Today I solved a 500 problem we were not able to solve the last weekend.
Once I read the editorial, there's nothing difficult. All you have to do is recursive and memorize return values not to exceed the time limit.
The problem is like this:
You are given two strings, init and goal.
You can choose a pair of indices{i, j}, and reverse the string init within the range of {i, j}.
Starting from init, how many times you have to do the operation above to get the string goal. Return the minimum possible value. If it's impossible return -1.
The approach to the problem is quite simple. Just check the head and the tail of each string.
If none of them have their equivalent, you cannot make the objective string.
If some have their equivalent, then move to the next recursion.
My source is like this: (It takes lots from ACRush's source code.)
class ReversalChain {
public:
int solve(string init, string goal) {
if (init.length() == 1) {
if (init == goal) return 0;
else return INF;
}
if (memo.count(init+"-"+goal))

- **Dataset content**:

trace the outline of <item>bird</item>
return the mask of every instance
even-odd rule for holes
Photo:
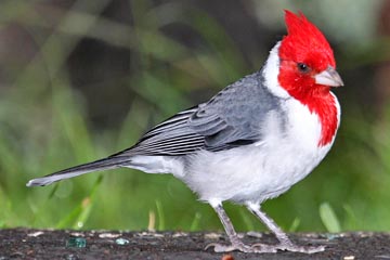
[[[263,202],[288,191],[323,160],[340,125],[340,105],[330,89],[343,82],[333,49],[302,12],[285,10],[285,24],[287,34],[259,70],[152,128],[130,148],[26,185],[43,186],[116,168],[171,173],[214,209],[229,236],[229,244],[206,248],[217,252],[323,251],[324,246],[292,243],[261,209]],[[224,202],[245,206],[274,233],[277,244],[245,244]]]

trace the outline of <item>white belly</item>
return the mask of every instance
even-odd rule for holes
[[[271,115],[259,143],[222,151],[202,151],[176,176],[203,200],[261,203],[278,196],[308,176],[329,151],[318,147],[321,126],[315,114],[295,100],[286,101],[284,129]]]

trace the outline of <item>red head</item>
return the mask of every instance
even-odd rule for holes
[[[337,129],[337,109],[330,87],[342,86],[333,50],[324,35],[302,13],[286,11],[288,35],[282,40],[278,82],[291,96],[320,116],[323,136],[332,141]],[[327,129],[327,131],[325,131]]]

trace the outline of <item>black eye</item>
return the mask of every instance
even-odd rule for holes
[[[309,73],[310,72],[310,67],[308,65],[306,65],[304,63],[298,63],[298,69],[301,73]]]

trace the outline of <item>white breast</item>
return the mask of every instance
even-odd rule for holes
[[[187,160],[181,178],[204,200],[261,203],[303,179],[329,151],[318,147],[318,117],[294,99],[286,101],[285,129],[270,114],[259,143],[230,151],[202,151]]]

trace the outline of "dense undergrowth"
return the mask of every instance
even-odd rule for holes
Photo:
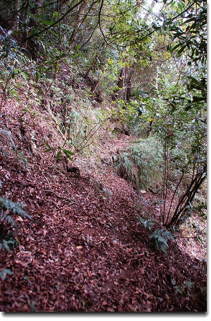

- **Required tasks**:
A: How would this sentence from the post on the string-reversal problem read in Spanish: "You are given two strings, init and goal."
B: Can you resume the post on the string-reversal problem from the point where it stops?

- **Exercise results**:
A: Se te dan dos cadenas, init y goal.

B:
return memo[init+"-"+goal];
int ret = INF;
char i0 = init[0], in = init[init.length()-1];
char g0 = goal[0], gn = goal[goal.length()-1];
if (i0 == g0)
ret = min(ret, solve(init.substr(1), goal.substr(1)));
if (in == gn)
ret = min(ret, solve(init.substr(0, init.length()-1),
goal.substr(0, goal.length()-1)));
string rev = init;
reverse(ALL(rev));
if (i0 == gn)
ret = min(ret, 1+solve(rev.substr(0, rev.length()-1),
goal.substr(0, goal.length()-1)));
if (in == g0)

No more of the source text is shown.